» **PROBLEM TO WORK ON**: Taking each line of the material in turn, count those with the string "black" and answer with the count alone.
· · · · · · ·
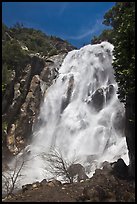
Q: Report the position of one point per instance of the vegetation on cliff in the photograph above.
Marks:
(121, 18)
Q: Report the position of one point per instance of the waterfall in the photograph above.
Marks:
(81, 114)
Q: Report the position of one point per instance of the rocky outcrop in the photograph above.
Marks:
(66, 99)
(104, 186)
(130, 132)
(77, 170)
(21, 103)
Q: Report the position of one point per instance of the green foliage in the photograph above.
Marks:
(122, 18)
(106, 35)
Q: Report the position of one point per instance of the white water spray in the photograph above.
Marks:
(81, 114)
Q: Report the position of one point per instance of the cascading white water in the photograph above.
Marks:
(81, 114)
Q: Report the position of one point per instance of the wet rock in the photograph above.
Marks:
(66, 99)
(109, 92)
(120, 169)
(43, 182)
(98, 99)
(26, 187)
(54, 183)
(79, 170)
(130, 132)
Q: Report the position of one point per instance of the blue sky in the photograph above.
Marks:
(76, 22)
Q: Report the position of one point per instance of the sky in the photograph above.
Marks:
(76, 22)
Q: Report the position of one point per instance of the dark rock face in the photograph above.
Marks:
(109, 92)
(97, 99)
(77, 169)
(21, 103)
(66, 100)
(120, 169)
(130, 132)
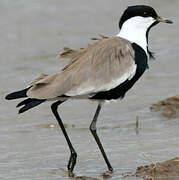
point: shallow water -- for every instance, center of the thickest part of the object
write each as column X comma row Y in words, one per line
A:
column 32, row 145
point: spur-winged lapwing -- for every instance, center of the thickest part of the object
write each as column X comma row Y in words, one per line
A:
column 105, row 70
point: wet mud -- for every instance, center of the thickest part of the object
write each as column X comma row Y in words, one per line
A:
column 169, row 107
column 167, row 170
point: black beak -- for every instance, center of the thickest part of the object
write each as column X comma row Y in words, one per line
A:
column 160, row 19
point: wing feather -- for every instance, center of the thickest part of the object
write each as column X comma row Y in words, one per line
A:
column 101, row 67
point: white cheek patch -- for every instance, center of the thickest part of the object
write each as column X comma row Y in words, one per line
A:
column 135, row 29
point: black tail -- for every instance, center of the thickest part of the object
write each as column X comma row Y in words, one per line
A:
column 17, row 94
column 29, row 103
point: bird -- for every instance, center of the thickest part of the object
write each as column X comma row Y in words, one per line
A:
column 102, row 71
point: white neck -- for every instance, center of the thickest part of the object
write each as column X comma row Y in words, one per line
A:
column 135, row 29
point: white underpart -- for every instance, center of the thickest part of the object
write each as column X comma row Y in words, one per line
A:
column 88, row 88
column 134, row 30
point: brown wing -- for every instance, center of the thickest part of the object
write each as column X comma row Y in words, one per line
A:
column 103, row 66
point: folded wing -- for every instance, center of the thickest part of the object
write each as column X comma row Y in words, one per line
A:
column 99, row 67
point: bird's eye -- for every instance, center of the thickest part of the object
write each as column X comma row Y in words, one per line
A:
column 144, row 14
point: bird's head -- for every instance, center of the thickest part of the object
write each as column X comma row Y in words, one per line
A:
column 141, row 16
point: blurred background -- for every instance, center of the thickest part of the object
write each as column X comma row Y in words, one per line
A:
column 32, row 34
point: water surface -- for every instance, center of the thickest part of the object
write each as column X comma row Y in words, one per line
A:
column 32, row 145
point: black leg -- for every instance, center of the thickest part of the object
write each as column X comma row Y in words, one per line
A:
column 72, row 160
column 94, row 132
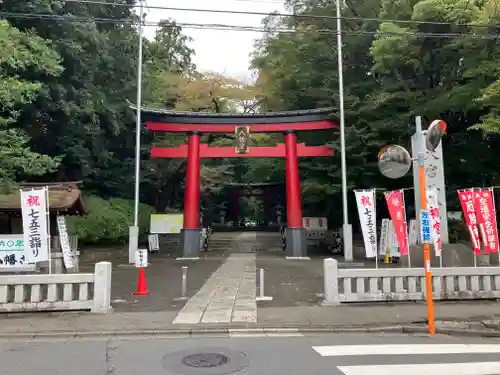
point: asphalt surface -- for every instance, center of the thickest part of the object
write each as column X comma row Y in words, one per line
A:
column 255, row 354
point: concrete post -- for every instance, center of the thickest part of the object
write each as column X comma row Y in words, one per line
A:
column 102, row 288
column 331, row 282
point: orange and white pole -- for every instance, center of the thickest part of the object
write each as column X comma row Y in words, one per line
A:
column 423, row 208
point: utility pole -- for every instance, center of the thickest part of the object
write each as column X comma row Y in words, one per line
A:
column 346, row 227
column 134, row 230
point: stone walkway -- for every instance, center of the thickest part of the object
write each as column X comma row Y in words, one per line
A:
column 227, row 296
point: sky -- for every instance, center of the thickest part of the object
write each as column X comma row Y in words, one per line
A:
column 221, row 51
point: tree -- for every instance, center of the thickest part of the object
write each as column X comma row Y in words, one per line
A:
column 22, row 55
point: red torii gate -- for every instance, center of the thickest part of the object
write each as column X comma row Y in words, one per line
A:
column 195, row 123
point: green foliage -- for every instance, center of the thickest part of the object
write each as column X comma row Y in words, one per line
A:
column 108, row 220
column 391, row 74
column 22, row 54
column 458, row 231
· · · · · · ·
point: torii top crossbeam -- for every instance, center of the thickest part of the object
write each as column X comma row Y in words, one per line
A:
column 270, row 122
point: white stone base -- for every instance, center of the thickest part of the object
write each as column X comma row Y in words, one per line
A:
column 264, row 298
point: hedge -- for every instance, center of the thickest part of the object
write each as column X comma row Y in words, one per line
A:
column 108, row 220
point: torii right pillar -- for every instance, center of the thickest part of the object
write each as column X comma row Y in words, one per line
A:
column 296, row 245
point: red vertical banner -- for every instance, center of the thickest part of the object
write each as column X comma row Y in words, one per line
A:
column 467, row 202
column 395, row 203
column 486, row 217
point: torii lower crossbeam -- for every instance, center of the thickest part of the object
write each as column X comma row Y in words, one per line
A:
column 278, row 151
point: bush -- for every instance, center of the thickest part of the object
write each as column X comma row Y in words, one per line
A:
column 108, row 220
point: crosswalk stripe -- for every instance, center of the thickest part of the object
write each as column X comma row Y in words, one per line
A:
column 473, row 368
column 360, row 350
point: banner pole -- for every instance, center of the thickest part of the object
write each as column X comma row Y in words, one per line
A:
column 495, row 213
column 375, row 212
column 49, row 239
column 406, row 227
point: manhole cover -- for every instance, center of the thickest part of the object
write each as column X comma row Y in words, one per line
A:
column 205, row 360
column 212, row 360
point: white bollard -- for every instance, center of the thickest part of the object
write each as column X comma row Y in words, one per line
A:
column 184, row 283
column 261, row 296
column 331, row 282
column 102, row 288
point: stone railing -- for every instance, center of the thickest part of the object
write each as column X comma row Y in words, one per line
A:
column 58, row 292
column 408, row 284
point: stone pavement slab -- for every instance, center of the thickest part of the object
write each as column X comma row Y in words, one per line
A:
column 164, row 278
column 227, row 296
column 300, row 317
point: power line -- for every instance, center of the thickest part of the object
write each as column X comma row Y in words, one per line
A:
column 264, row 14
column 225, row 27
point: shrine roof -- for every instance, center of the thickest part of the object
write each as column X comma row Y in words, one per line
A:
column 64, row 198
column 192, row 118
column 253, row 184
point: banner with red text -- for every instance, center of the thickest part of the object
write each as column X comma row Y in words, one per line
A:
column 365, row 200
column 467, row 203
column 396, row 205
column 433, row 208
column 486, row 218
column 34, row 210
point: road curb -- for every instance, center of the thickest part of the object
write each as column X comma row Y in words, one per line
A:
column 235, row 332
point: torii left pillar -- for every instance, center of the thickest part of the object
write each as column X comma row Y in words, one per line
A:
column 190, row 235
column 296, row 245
· · · · · · ·
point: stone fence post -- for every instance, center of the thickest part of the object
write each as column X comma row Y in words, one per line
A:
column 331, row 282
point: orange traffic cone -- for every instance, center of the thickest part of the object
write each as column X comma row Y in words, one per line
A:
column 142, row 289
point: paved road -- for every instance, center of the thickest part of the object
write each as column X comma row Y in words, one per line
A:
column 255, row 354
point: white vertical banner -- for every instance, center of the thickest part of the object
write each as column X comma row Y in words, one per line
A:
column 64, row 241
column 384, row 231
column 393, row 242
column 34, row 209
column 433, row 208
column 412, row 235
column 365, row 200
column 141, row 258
· · · · · · ·
» **WRITTEN ANSWER**: 3